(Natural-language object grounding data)
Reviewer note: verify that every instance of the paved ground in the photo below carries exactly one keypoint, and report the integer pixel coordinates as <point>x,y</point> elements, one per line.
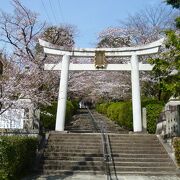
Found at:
<point>104,177</point>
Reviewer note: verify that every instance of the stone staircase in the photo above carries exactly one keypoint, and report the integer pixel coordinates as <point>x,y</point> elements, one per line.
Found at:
<point>82,122</point>
<point>70,153</point>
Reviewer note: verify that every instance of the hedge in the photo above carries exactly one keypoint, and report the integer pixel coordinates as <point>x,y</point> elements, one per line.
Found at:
<point>176,144</point>
<point>48,114</point>
<point>121,112</point>
<point>17,156</point>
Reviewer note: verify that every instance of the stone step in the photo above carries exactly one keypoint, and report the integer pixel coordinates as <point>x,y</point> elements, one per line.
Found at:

- _WHAT IS REQUIRED_: The required output is every line of the data above, set down exactly and stripped of pictures.

- _TASK SOLUTION_:
Reviewer note: verify that every instance of the paved ground in the photo below carries exactly one keypoint, and report the integer pixel coordinates as <point>x,y</point> elements, one per line.
Found at:
<point>104,177</point>
Reviewer note: verify that every instance of the stone staircase in the photo above carries exactly one keypoint, and report the integer pixel coordinates as <point>x,y</point> elements, one per line.
Found at:
<point>82,122</point>
<point>70,153</point>
Reviewer note: verify that every instance of the hedge in the photo above carries exactly one keypoint, and report the integer pixel coordinates as <point>x,y</point> elements, one per line.
Found at:
<point>176,144</point>
<point>48,114</point>
<point>121,112</point>
<point>17,156</point>
Reviewer note: verify that every instance of the stone step in the photo above carries exactly one keypoint, and report the integer pixel coordinates as <point>x,y</point> elements, one per line.
Found at:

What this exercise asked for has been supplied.